* [Directions for this task]
Set the data down once more, exactly as it is written.

* [Extracted information]
┌──

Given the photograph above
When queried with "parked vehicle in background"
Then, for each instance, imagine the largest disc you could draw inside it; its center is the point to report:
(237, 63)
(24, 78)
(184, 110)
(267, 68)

└──

* [Result of this exercise]
Given the photograph above
When queried with "parked vehicle in background"
Then, for each instance, imagine the largest disc you could draw inside it; its center is the point to report:
(237, 63)
(24, 78)
(184, 110)
(267, 68)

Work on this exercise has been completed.